▸ BRIEF
Reproduce the part of the records that opens with the line containing "Given the photo provided, confirm whether any red" and closes with the line containing "[563,1065,896,1344]", swapping "glass bowl rim" for "rim of the glass bowl" and changing nothing else.

===== SUPPLIED MATERIAL =====

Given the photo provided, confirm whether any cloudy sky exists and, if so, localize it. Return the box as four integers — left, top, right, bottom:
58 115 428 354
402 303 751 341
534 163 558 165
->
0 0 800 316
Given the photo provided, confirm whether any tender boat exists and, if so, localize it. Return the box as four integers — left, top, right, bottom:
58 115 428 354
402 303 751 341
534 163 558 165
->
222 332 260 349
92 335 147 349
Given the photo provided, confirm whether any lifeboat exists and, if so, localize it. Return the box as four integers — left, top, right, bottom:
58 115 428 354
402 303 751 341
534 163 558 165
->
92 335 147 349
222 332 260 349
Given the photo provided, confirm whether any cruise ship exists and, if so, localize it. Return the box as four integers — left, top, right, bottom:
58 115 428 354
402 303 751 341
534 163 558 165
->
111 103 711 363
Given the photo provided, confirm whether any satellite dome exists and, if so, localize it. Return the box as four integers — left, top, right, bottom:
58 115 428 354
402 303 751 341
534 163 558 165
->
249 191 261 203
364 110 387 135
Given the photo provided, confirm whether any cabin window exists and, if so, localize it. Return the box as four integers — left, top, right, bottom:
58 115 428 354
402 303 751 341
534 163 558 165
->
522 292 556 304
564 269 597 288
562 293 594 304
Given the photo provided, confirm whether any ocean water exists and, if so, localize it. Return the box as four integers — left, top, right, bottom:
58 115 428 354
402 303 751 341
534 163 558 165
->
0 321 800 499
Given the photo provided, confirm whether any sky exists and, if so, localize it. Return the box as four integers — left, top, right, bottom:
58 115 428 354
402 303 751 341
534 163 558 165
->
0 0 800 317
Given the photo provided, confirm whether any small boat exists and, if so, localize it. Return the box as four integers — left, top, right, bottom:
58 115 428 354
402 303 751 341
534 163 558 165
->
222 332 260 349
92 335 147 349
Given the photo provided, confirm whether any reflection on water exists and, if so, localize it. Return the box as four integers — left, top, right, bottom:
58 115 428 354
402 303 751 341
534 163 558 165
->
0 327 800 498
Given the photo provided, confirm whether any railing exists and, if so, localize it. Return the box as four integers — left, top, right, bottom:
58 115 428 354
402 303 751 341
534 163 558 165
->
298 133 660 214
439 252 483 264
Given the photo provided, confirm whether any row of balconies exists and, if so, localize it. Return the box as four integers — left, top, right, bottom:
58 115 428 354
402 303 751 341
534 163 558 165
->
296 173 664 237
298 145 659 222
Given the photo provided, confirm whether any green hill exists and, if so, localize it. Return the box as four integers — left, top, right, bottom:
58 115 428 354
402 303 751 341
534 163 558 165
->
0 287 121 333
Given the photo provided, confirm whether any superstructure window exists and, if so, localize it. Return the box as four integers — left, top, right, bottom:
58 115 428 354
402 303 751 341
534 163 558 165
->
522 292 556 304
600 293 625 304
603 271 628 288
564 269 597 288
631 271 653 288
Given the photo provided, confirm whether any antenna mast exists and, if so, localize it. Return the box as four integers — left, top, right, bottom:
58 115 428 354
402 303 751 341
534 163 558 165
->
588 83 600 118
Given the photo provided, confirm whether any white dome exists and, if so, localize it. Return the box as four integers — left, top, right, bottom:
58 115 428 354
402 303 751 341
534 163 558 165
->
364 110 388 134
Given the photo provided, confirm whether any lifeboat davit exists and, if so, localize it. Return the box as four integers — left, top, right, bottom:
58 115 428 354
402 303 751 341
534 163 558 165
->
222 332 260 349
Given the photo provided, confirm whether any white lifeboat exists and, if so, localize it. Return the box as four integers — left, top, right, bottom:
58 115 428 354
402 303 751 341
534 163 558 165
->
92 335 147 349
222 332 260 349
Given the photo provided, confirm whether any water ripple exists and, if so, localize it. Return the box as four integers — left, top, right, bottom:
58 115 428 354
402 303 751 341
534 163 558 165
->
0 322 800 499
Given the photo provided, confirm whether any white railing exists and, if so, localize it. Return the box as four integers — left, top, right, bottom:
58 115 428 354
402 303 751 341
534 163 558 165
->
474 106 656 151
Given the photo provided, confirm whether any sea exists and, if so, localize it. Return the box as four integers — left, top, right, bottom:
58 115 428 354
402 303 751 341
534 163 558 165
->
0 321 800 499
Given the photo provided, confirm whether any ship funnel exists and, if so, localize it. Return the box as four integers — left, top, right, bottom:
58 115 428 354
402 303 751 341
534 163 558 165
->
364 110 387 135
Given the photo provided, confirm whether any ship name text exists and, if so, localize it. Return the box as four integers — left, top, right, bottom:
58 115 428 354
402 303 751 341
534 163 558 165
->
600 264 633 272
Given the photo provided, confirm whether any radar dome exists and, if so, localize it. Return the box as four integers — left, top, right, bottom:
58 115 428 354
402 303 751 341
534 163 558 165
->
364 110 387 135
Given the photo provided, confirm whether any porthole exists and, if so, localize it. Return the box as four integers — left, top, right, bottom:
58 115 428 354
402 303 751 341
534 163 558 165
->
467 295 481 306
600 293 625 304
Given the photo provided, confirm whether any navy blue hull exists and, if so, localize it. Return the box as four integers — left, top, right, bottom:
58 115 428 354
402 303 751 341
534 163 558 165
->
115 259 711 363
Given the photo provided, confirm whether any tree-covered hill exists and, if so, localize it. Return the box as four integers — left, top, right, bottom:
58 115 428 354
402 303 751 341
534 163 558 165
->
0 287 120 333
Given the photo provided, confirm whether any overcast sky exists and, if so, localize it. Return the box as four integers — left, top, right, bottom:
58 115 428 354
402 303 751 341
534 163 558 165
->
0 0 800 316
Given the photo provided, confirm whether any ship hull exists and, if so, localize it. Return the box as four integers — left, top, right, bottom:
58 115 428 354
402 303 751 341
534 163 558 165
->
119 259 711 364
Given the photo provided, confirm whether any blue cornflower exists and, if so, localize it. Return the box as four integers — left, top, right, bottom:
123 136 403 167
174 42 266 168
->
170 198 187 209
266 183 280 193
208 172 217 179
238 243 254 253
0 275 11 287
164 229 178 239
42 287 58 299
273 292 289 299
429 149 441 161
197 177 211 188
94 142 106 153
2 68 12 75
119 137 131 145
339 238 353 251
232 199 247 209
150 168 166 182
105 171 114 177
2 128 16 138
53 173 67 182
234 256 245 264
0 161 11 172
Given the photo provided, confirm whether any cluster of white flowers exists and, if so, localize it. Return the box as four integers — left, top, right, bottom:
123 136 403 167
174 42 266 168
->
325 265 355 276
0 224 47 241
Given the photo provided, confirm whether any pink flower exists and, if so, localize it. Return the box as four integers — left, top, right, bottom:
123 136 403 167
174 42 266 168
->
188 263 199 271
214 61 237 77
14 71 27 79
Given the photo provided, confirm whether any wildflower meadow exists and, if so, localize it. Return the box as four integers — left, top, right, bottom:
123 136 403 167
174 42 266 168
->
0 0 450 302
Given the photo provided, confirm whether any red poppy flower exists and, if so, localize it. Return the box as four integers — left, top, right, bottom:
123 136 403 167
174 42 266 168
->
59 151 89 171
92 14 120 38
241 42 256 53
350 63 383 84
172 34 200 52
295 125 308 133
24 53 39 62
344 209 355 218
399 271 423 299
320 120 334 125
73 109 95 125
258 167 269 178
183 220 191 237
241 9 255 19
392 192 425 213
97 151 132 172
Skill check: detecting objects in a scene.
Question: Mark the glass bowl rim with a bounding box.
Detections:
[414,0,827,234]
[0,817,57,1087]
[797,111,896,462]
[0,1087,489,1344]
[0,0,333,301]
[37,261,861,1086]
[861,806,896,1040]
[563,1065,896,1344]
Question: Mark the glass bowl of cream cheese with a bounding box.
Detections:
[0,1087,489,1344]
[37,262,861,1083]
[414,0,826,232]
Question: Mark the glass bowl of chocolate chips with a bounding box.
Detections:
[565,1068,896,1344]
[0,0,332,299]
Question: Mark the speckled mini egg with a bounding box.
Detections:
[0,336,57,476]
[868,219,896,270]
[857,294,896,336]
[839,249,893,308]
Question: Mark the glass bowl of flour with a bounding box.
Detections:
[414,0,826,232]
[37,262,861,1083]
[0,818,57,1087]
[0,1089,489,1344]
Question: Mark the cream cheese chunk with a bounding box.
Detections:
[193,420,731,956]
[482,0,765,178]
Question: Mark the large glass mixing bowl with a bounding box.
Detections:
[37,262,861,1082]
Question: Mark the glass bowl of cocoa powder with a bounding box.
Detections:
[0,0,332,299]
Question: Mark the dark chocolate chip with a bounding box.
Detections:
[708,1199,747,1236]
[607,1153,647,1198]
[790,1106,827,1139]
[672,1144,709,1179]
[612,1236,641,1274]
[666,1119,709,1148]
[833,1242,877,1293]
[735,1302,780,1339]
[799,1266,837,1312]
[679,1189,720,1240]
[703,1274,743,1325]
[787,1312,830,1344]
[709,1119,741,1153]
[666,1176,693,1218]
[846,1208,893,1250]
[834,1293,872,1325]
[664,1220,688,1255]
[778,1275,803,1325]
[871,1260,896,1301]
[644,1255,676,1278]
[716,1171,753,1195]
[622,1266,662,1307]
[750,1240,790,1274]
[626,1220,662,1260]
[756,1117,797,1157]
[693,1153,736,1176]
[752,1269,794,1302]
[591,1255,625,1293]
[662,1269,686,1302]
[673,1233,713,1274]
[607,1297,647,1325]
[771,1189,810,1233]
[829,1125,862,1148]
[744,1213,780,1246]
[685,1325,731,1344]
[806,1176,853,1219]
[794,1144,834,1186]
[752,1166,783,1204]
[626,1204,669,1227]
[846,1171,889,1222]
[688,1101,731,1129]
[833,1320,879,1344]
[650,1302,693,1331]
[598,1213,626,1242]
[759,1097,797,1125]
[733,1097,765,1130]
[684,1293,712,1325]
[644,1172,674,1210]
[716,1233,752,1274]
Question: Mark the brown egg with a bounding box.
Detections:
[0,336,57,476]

=====

▸ EXPECTED OUTPUT
Given the photo provided, confirm whether any red poppy flower exists and, if so, localize it. Return the box as four integers — left, top, right, bottom:
123 136 403 167
174 42 266 168
->
59 151 89 171
92 14 120 38
241 42 256 53
350 63 383 84
172 34 200 52
295 125 308 133
24 53 39 62
344 209 355 218
399 271 423 299
320 120 334 125
73 109 95 125
258 167 269 178
183 220 191 237
241 9 255 19
392 192 425 213
97 151 132 172
Skill check: detecting objects in a scene.
Question: Mark the rim of the glass bowl with a bounding box.
Detections:
[414,0,827,234]
[0,817,57,1087]
[797,111,896,462]
[0,1087,489,1344]
[0,0,333,301]
[37,261,861,1086]
[861,806,896,1040]
[563,1065,896,1344]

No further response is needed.